Goal >>
Return the lines below word for word, from the one that opens with "# point at: ceiling panel" through the one that closes with "x=591, y=322", both included, and nothing else.

━━━━

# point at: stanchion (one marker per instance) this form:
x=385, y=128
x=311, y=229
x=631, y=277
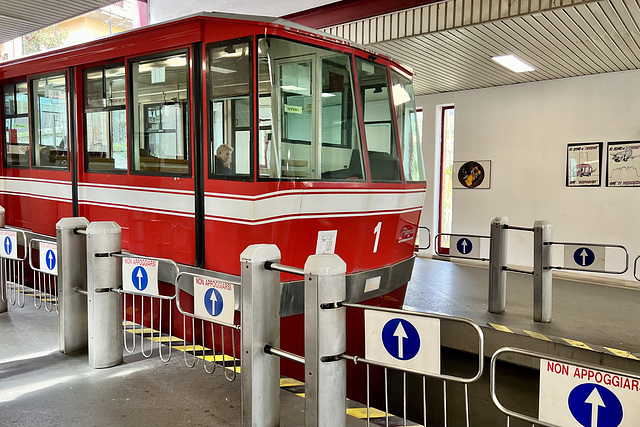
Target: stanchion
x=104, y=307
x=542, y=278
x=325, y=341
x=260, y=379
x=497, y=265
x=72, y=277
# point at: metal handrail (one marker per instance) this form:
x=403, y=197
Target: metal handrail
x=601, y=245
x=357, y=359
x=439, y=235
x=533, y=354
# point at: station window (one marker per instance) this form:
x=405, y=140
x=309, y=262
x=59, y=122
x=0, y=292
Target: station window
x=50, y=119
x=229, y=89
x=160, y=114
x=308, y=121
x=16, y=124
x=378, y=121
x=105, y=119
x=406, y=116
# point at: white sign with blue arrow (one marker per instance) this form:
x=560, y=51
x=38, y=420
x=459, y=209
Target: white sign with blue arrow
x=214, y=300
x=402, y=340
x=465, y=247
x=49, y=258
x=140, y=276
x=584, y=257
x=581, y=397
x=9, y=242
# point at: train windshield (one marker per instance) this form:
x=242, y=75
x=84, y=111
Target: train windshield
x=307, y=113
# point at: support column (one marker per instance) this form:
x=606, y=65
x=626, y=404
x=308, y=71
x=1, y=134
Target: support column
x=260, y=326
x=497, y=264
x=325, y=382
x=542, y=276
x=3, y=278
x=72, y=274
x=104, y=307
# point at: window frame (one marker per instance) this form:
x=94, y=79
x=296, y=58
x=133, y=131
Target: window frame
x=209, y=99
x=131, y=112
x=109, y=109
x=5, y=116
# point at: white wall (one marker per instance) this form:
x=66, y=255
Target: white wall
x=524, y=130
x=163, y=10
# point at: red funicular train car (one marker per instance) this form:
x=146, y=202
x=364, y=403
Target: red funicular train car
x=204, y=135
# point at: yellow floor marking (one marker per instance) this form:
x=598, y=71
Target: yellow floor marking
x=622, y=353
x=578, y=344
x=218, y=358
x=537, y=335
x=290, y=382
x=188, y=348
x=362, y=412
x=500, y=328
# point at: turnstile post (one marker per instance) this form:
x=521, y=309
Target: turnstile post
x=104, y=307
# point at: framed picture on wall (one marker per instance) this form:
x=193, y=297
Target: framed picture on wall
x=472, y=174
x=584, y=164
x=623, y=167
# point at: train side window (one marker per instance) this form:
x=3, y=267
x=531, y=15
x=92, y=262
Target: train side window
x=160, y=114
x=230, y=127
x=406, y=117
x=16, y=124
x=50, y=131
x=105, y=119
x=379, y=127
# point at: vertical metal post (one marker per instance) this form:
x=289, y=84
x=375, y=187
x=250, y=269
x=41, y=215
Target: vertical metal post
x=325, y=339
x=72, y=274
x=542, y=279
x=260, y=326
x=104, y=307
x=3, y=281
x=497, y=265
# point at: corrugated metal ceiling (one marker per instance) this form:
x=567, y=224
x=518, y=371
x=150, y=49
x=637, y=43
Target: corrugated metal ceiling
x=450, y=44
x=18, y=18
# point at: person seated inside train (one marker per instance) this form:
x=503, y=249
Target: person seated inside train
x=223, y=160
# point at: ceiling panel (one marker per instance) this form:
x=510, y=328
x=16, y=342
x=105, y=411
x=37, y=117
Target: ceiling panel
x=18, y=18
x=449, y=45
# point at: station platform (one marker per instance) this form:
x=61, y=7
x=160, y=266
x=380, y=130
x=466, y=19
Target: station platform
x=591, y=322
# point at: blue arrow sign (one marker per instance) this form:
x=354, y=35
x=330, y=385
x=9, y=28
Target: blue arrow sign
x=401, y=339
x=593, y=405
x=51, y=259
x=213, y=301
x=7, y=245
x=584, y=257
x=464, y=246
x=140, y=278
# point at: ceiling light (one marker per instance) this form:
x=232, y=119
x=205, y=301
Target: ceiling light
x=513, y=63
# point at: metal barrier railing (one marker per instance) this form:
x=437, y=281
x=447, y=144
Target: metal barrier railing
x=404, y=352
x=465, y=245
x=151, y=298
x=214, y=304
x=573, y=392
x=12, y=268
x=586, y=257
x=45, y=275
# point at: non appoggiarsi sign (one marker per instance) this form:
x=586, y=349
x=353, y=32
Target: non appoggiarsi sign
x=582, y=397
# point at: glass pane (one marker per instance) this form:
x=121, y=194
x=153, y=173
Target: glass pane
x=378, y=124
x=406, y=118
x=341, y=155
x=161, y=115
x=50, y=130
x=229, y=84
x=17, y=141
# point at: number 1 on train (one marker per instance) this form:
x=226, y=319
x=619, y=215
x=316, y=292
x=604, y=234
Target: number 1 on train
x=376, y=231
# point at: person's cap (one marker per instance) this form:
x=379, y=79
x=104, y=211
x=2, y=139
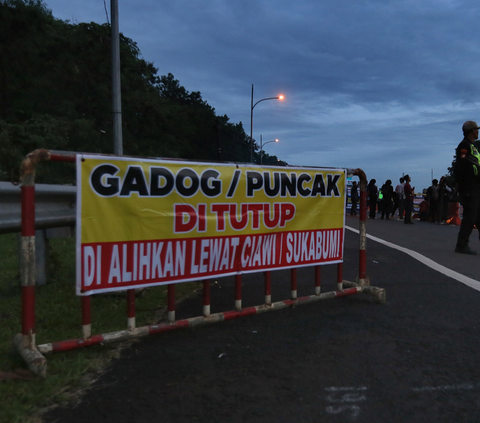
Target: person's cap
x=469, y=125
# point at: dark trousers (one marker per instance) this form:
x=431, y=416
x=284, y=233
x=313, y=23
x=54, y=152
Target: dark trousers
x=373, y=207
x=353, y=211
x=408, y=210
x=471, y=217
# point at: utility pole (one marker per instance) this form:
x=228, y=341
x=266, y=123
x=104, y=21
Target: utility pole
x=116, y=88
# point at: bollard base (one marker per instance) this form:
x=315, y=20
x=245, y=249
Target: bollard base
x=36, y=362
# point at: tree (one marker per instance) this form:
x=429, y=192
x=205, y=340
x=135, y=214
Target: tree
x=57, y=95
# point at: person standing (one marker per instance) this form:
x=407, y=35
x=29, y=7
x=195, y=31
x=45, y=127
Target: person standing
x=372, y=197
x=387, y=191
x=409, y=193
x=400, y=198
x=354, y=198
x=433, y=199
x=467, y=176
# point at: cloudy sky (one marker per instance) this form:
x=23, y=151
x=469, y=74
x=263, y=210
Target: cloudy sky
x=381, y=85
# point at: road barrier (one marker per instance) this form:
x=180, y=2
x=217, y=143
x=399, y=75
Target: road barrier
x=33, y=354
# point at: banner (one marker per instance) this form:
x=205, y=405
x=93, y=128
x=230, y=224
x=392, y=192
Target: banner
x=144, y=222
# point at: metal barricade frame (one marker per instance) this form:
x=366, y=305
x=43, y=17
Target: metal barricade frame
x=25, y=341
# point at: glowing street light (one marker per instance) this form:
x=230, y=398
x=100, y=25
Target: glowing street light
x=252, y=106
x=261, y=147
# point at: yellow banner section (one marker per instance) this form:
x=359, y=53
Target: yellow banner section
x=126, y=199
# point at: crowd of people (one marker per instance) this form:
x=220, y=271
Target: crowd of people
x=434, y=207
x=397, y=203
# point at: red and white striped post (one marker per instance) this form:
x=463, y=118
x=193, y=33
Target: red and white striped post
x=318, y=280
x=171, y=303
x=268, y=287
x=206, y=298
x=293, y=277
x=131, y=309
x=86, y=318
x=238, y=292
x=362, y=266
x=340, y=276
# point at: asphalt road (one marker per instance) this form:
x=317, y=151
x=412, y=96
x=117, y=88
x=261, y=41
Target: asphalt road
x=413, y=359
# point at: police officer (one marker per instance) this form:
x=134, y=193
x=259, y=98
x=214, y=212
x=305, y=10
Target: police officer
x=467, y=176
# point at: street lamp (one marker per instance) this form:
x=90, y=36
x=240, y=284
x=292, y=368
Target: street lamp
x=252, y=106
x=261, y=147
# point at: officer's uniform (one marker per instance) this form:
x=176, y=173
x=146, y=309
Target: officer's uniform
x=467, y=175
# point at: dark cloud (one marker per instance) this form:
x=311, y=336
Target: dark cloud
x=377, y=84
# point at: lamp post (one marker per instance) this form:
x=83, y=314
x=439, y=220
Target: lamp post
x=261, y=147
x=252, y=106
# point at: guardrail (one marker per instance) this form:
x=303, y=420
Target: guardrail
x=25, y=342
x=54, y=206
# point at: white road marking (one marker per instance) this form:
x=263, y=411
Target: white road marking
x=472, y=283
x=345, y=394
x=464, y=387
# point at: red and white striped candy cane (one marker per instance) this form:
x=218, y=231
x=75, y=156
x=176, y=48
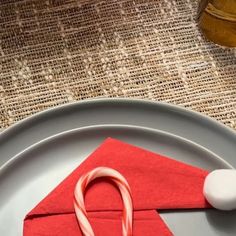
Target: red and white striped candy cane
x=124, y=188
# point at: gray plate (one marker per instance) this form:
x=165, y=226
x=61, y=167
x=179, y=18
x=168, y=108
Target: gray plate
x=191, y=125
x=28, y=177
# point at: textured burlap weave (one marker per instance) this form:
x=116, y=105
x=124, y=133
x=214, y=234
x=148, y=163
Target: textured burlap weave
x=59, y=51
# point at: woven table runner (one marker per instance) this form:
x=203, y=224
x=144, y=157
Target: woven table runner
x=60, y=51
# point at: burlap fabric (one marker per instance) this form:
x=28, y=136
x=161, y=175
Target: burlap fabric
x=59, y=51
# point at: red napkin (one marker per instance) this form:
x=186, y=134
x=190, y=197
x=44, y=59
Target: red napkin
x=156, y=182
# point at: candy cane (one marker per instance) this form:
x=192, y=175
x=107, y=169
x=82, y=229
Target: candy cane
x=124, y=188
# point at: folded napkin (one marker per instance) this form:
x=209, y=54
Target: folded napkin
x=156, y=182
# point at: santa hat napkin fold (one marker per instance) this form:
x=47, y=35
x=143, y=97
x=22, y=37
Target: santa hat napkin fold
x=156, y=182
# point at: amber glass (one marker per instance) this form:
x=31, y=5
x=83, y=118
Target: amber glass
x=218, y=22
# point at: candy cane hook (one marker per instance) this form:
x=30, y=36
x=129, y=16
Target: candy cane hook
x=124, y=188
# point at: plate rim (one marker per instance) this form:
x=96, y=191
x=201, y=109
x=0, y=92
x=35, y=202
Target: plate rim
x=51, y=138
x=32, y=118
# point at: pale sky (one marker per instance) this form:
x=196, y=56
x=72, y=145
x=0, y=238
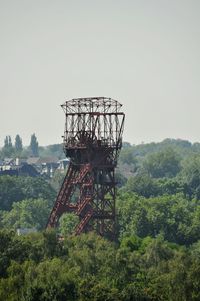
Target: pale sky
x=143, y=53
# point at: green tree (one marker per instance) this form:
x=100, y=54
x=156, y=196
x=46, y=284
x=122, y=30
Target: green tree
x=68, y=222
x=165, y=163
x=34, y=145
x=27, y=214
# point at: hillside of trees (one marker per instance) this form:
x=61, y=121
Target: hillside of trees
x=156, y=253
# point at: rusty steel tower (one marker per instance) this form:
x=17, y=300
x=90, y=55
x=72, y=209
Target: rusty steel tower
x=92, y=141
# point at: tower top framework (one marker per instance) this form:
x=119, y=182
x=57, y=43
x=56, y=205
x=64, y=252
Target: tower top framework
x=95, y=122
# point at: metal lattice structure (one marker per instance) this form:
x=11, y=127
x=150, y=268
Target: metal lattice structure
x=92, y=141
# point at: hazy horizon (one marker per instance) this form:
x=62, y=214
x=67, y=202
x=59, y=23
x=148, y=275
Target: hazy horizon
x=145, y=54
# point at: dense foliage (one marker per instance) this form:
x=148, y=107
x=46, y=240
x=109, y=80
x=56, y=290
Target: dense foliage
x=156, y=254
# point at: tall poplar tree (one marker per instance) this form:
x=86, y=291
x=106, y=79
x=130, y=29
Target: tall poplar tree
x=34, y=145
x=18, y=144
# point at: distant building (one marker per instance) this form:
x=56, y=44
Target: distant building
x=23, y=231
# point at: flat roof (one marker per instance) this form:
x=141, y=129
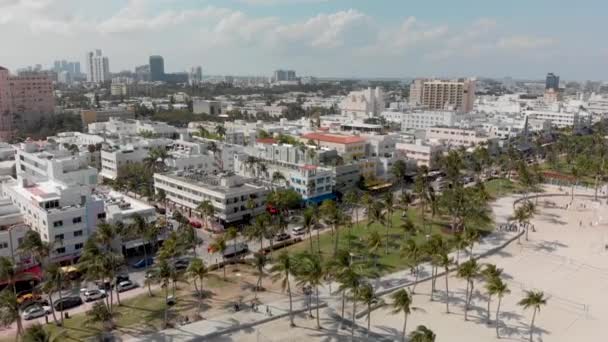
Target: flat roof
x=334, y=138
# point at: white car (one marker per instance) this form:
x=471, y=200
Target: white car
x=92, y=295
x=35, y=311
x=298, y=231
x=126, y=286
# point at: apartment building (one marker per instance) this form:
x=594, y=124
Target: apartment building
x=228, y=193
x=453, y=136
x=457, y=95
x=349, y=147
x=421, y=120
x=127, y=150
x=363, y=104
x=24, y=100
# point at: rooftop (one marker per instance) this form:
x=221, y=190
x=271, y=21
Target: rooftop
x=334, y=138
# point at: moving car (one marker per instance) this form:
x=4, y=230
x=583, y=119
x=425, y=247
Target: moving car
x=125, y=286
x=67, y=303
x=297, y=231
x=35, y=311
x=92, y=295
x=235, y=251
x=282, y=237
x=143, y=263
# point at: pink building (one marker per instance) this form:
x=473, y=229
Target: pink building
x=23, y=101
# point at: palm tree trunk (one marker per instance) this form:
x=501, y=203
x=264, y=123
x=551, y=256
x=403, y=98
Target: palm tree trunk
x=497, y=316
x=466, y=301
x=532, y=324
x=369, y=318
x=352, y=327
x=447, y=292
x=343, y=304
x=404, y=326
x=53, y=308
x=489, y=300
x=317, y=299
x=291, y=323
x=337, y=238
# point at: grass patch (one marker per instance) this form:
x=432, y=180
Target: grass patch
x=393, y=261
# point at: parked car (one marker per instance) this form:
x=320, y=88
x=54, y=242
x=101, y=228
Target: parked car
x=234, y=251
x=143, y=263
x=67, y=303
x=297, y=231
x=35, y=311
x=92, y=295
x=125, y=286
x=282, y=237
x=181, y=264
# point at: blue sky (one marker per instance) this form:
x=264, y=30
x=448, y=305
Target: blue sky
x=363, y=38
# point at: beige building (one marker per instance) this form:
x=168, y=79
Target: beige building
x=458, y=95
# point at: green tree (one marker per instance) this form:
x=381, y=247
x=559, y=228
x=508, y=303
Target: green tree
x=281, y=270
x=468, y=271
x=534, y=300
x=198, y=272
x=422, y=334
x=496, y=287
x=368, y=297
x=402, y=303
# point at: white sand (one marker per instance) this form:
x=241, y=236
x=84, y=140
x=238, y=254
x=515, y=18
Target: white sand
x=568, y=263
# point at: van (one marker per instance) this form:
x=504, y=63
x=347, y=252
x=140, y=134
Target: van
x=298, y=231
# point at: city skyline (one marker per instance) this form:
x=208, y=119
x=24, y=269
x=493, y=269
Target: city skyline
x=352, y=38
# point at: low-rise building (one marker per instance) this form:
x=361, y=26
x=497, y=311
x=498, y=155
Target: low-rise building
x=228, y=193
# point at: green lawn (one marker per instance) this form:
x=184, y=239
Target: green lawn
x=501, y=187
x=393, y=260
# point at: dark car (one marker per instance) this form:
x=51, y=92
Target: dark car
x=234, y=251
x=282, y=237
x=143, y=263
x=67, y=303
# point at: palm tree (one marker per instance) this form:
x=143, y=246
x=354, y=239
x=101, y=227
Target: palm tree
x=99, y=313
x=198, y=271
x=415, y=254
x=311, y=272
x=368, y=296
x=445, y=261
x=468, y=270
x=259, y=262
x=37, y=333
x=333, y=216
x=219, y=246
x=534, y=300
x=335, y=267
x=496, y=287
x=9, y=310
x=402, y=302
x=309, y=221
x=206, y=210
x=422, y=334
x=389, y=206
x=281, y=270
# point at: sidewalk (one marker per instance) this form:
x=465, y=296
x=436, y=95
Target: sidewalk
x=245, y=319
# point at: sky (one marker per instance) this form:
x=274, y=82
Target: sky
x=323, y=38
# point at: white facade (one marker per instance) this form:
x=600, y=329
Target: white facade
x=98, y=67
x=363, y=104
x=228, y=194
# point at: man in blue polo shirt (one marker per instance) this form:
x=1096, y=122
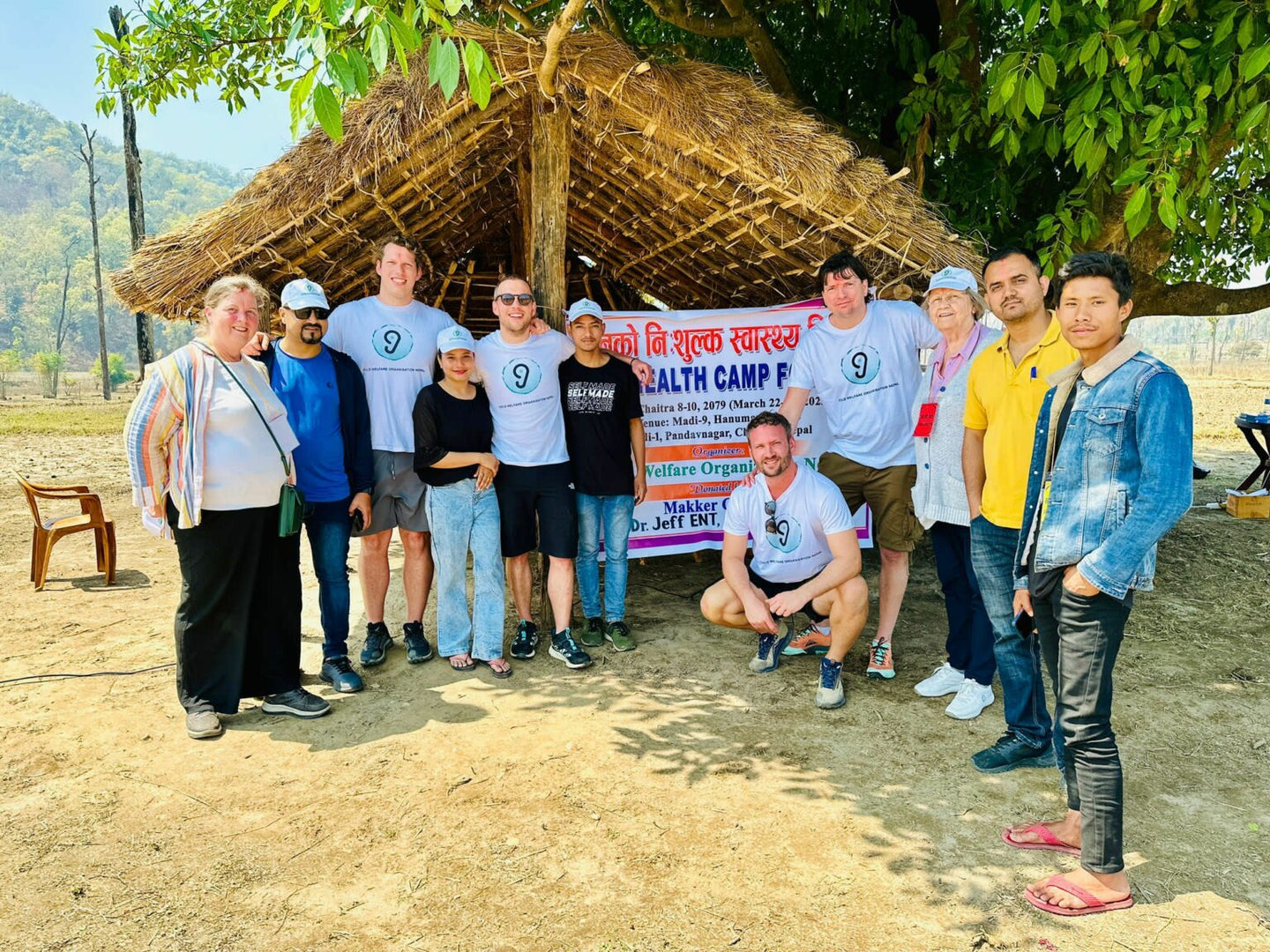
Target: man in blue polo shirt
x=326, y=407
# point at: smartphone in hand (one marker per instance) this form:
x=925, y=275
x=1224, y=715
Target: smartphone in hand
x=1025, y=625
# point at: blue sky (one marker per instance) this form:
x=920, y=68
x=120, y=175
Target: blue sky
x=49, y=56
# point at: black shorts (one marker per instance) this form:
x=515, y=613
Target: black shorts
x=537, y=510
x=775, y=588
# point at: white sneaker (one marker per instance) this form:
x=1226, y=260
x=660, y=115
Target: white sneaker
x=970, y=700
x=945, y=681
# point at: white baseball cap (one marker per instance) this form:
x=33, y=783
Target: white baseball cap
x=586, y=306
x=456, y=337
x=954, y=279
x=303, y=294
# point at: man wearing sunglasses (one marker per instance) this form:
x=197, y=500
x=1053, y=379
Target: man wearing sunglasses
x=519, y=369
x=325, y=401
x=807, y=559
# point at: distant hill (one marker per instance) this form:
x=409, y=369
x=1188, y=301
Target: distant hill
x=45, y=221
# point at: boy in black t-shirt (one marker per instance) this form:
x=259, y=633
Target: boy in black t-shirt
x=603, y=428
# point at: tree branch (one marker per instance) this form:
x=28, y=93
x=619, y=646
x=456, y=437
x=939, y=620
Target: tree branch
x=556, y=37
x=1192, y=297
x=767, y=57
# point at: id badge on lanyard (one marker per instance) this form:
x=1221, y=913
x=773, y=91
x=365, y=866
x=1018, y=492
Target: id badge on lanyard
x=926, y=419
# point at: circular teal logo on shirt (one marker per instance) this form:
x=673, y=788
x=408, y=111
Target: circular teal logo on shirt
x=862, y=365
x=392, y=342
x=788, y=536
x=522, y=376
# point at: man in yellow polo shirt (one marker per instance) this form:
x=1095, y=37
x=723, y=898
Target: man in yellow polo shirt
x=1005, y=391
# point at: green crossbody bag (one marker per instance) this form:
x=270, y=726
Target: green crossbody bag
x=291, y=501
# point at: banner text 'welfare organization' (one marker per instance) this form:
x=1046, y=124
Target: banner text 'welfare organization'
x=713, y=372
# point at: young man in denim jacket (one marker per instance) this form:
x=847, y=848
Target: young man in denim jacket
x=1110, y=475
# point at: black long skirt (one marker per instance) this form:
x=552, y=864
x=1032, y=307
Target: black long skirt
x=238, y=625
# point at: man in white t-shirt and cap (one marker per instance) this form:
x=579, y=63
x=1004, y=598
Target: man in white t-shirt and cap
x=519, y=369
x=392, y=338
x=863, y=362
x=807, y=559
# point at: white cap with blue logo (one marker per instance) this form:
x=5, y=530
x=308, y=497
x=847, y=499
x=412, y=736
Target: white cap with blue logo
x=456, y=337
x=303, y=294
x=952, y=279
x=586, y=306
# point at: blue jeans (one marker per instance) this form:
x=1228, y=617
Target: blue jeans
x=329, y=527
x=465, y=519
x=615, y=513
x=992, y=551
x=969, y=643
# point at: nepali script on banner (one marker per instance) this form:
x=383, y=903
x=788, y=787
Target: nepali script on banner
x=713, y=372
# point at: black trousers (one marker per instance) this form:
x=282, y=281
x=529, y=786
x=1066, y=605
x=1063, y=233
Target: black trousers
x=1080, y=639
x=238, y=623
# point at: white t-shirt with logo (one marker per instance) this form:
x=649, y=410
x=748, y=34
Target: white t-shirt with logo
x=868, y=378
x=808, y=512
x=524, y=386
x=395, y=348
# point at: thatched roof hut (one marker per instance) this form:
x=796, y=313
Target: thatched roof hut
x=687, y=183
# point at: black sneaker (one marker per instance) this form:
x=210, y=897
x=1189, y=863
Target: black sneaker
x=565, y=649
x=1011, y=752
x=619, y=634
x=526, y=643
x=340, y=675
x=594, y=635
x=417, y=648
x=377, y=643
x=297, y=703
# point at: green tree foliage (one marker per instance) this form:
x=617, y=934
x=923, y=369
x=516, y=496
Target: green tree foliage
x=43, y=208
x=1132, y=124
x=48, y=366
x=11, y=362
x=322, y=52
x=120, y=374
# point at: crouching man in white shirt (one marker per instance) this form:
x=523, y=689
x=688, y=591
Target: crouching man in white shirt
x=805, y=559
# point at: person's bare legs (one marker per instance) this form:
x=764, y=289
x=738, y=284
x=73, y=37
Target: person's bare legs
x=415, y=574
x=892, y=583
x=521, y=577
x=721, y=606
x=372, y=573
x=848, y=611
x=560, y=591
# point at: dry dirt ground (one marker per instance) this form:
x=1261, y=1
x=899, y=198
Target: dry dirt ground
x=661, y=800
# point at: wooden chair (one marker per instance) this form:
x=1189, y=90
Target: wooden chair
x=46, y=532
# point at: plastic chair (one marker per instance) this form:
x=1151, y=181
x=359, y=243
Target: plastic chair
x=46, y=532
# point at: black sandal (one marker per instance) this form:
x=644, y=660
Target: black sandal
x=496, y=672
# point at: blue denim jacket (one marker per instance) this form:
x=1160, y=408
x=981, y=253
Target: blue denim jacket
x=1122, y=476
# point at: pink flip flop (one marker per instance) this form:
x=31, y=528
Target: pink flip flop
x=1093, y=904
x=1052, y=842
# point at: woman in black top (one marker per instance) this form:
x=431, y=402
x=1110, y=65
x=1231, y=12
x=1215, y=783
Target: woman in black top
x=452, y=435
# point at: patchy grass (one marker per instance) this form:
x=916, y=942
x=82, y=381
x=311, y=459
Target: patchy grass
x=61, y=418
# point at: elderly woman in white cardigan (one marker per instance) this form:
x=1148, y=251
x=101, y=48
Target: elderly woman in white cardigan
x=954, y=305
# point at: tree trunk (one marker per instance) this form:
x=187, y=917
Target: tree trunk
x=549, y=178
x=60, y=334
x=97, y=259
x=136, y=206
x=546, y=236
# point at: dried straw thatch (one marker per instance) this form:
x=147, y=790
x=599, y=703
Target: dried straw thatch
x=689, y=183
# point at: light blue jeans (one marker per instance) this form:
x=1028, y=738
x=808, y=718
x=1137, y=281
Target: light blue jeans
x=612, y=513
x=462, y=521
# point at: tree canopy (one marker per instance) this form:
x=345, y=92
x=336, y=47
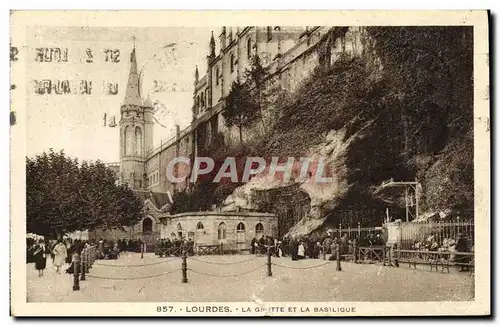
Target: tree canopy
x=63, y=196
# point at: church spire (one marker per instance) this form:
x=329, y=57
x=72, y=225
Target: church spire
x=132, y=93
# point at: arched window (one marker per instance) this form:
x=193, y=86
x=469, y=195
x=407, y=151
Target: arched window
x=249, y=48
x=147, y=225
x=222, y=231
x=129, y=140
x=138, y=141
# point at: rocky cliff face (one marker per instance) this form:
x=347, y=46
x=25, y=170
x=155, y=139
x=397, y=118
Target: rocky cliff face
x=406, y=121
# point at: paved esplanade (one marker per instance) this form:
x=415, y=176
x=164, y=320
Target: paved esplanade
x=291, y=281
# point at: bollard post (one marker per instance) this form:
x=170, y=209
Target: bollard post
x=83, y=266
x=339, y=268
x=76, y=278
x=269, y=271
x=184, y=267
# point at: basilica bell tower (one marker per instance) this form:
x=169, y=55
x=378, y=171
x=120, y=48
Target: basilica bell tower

━━━━

Written answer >>
# point at: ceiling panel (one marker per instance) this form:
x=510, y=328
x=16, y=342
x=105, y=411
x=37, y=117
Target: ceiling panel
x=18, y=18
x=449, y=45
# point at: station platform (one marker per instance) this form:
x=61, y=7
x=160, y=266
x=380, y=130
x=466, y=19
Target: station platform
x=591, y=322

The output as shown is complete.